# WHAT THE TASK ASKS:
Word for word, copy every line of the data.

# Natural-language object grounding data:
****************

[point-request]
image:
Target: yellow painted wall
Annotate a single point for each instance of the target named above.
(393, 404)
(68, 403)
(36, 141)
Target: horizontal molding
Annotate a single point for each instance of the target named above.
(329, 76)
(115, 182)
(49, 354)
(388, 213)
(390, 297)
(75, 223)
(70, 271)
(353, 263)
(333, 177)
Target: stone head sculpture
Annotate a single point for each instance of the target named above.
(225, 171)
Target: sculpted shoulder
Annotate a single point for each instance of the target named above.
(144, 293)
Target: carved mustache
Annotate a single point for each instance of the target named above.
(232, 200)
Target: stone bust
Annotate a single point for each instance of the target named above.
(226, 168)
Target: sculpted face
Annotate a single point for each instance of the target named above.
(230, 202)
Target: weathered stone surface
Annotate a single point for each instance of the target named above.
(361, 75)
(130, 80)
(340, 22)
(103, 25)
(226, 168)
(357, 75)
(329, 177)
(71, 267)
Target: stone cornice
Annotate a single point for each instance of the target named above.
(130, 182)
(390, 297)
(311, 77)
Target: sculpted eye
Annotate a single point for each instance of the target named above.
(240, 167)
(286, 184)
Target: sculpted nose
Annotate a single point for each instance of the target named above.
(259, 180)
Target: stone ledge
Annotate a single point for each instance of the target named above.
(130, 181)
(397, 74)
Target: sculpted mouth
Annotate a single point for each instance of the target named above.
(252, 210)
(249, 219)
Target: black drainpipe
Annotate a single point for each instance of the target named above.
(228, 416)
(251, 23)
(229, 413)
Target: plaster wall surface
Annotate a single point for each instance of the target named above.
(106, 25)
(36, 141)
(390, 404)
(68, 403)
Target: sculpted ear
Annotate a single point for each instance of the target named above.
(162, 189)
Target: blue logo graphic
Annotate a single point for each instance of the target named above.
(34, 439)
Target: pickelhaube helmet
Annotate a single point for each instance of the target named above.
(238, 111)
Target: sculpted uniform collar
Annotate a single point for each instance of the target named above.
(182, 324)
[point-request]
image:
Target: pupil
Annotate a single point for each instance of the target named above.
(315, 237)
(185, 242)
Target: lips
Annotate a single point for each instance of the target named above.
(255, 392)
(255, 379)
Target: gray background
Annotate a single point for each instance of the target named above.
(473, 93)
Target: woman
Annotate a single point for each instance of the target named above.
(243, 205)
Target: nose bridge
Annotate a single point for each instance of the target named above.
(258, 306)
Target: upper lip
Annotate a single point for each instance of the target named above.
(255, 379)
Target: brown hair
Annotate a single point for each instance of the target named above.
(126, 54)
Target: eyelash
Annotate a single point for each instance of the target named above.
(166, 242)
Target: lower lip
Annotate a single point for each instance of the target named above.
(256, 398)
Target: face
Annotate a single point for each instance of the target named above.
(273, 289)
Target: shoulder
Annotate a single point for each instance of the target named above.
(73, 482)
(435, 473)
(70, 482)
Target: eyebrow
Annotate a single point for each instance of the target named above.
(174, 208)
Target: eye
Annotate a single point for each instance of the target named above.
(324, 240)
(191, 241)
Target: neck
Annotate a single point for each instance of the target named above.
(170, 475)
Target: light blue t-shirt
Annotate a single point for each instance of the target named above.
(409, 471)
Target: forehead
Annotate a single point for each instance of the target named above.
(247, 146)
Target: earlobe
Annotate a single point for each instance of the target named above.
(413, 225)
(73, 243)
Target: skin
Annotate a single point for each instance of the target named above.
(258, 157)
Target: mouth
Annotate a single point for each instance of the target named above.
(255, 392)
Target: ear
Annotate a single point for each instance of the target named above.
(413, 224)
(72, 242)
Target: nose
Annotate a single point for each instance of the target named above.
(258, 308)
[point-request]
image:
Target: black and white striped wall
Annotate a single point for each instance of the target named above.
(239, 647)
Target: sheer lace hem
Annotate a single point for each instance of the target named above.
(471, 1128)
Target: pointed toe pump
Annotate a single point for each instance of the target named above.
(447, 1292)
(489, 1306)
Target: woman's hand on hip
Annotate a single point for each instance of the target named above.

****************

# FINISHED EXERCISE:
[point-request]
image:
Target: yellow painted wall
Annotate a single point for each instance of the target named above.
(393, 404)
(68, 403)
(36, 141)
Target: horizontal molding
Annotate a single point for each instance of the target named above.
(329, 76)
(115, 182)
(49, 354)
(388, 213)
(390, 297)
(75, 223)
(70, 271)
(353, 263)
(333, 177)
Target: stone head sculpture
Annotate a single point for each instance of the target named above.
(225, 171)
Target: sculpted shoulder
Annotate a single point for each instance of the target named above.
(144, 293)
Target: carved mustache
Annotate a single point for each instance of the target named above.
(232, 200)
Target: stone bust
Annotate a single point for each instance of the target named above.
(226, 168)
Target: sculpted face
Annotate a single point for each instance of the target named above.
(230, 202)
Target: weathered stone surface
Annotate a single point for each instance of the target named above.
(361, 75)
(130, 80)
(340, 22)
(103, 25)
(226, 168)
(357, 75)
(329, 177)
(71, 267)
Target: stone cornice
Annotate a single point for each instance of the target named above.
(130, 182)
(390, 297)
(311, 77)
Target: sculpted eye
Annotate a single point for each instance of the target named above.
(240, 167)
(286, 184)
Target: sculpted nose
Annotate a single point for each instance of the target named above.
(259, 180)
Target: stone ledge
Annotate a single point for each instance of the target named above.
(130, 181)
(397, 74)
Target: sculpted mouth
Annotate a single point for each instance of the target named above.
(252, 210)
(249, 219)
Target: black drainpipe
Annotate a single point for each instance of the target named above.
(228, 416)
(251, 23)
(229, 413)
Target: plaster wall surface
Annotate a single point for each instance of the target named above.
(106, 25)
(36, 141)
(390, 404)
(68, 403)
Target: sculpted ear
Annotate a single point for each instance of the target named above.
(162, 189)
Target: blue logo graphic
Annotate a single point for each instance of the target named above.
(34, 439)
Target: pickelhaube helmet
Annotate a single point for each instance of the target named above.
(238, 111)
Target: sculpted uniform collar
Annotate a single point for each instance of the target named above.
(182, 324)
[point-request]
image:
Target: pupil
Annotate a single point for each instance of the target named above.
(315, 237)
(185, 242)
Target: lips
Annotate a single point for each instance of the target named above.
(255, 392)
(255, 379)
Target: gray background
Annotate a single point for each instance of the target named above.
(473, 93)
Target: woman
Annotate a single point for each instance of the target named above.
(243, 205)
Target: nose bridge
Annotate a single point for each instance of the target named above.
(258, 306)
Target: upper lip
Annotate a single point for each instance of the target named above.
(255, 379)
Target: brown hair
Annotate a single point for each instance of the target named above.
(126, 54)
Target: eyelash
Annotate a single point for each instance of the target named above.
(166, 242)
Target: lower lip
Annotate a single point for each instance of the target named above.
(256, 398)
Target: face
Annotate a single point for each instance of the target named above.
(273, 289)
Target: shoulder
Annotate a single point for each instance of the target named above.
(73, 482)
(435, 473)
(70, 482)
Target: eyebrow
Annotate a single point for each instance of the target named above.
(174, 208)
Target: eye
Annotate a single point for each instance of the target named above.
(324, 240)
(191, 241)
Target: neck
Annotate a single point for each instance of the target named above.
(170, 475)
Target: light blue t-shirt
Annotate a single point for each instance of the target named above.
(409, 471)
Target: forehead
Annotate a single point for each instance of the target named above.
(247, 146)
Target: earlobe
Annotate a single point for each instance of the target named above.
(413, 225)
(73, 243)
Target: skin
Annotate a single point for each instance of the target named above.
(258, 157)
Target: mouth
Annotate a single point for each instance of the target named above.
(255, 392)
Target: ear
Annotate a single point for each instance of the target named above.
(413, 224)
(72, 242)
Target: nose
Annotate a single point for each instance of the target named above.
(258, 308)
[point-request]
image:
Target: black and white striped wall
Annotate a single point for each instance of the target named above.
(239, 647)
Target: sheer lace hem
Annotate a single point for each instance of the target named above.
(471, 1128)
Target: pointed toe pump
Annotate a single point for each instance of the target named above.
(447, 1292)
(489, 1306)
Target: woman's hand on hip
Annotate a single point for each instance of the target named above.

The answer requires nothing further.